• [PAGE TEXT]

A text classification example for BERT using TPU.  
The data is CMNLI from https://github.com/CLUEbenchmark/CLUE.

In [None]:
from google.colab import drive
drive.mount('/content/drive')

In [2]:
%tensorflow_version 2.x

import os
import warnings
import time
import math
import json
import numpy as np
import tensorflow as tf
import tensorflow.keras as keras

os.chdir('./drive/My Drive/Python/Research/bert')
warnings.filterwarnings('ignore')
tf.compat.v1.logging.set_verbosity(tf.compat.v1.logging.ERROR)

import mymodels as mm

In [3]:
MODEL = 'bert'
MODE = 'cls'
MAXLEN = 128
CATE = 3
DROP = 0.5
LRATE = 3e-5
BATCH = 64
EPOCH = 2
VOCAB = 'models/bert_base_ch/vocab.txt'
CONFIG = 'models/bert_base_ch/bert_config.json'
CKPT = 'models/bert_base_ch/bert_model.ckpt'

In [4]:
resolver_1 = tf.distribute.cluster_resolver.TPUClusterResolver(tpu='grpc://'+os.environ['COLAB_TPU_ADDR'])

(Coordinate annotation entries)
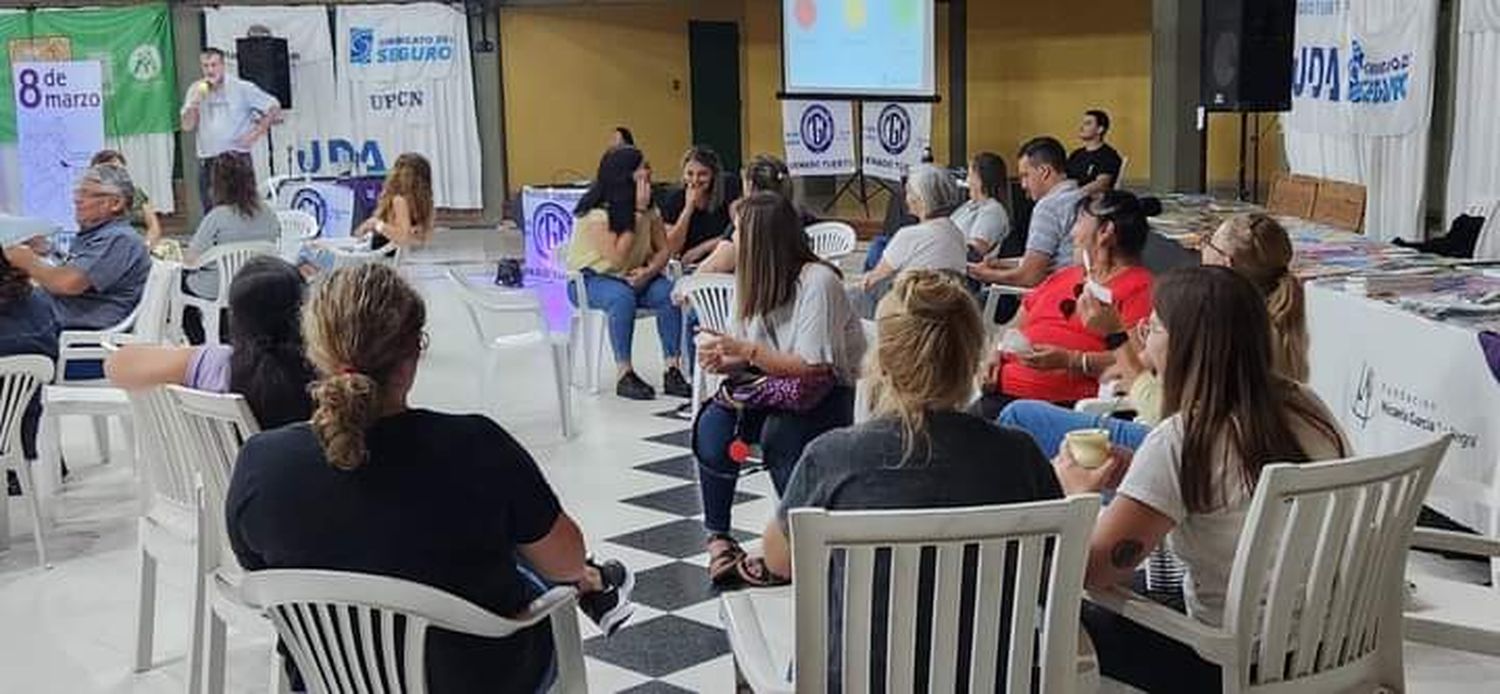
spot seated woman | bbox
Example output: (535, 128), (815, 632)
(693, 193), (864, 586)
(851, 165), (968, 318)
(225, 264), (630, 693)
(981, 190), (1151, 418)
(662, 145), (737, 265)
(567, 145), (693, 400)
(1055, 267), (1350, 691)
(104, 256), (314, 429)
(1001, 213), (1308, 456)
(698, 154), (818, 274)
(297, 151), (437, 277)
(951, 151), (1011, 262)
(0, 253), (62, 495)
(764, 270), (1062, 577)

• [OBJECTIVES]
#1 In the BERT notebook, list each setting in the In [3] block that is assigned a numeric value, along with that value.
#2 Please write the next few lines of the BERT notebook, picking up right after its final line of code.

• [ANSWERS PROVIDED]
#1
MAXLEN = 128
CATE = 3
DROP = 0.5
LRATE = 3e-5
BATCH = 64
EPOCH = 2

#2
tf.config.experimental_connect_to_cluster(resolver_1)
tf.tpu.experimental.initialize_tpu_system(resolver_1)
strategy_1 = tf.distribute.TPUStrategy(resolver_1)

for i_1 in tf.config.list_logical_devices('TPU'):
  print(i_1)

LogicalDevice(name='/job:worker/replica:0/task:0/device:TPU:7', device_type='TPU')
LogicalDevice(name='/job:worker/replica:0/task:0/device:TPU:6', device_type='TPU')
LogicalDevice(name='/job:worker/replica:0/task:0/device:TPU:5', device_type='TPU')
LogicalDevice(name='/job:worker/replica:0/task:0/device:TPU:4', device_type='TPU')
LogicalDevice(name='/job:worker/replica:0/task:0/device:TPU:0', device_type='TPU')
LogicalDevice(name='/job:worker/replica:0/task:0/device:TPU:1', device_type='TPU')
LogicalDevice(name='/job:worker/replica:0/task:0/device:TPU:2', device_type='TPU')
LogicalDevice(name='/job:worker/replica:0/task:0/device:TPU:3', device_type='TPU')


In [5]:
def file_loading(file):
  reader1 = open(file, 'r', encoding='utf-8').readlines()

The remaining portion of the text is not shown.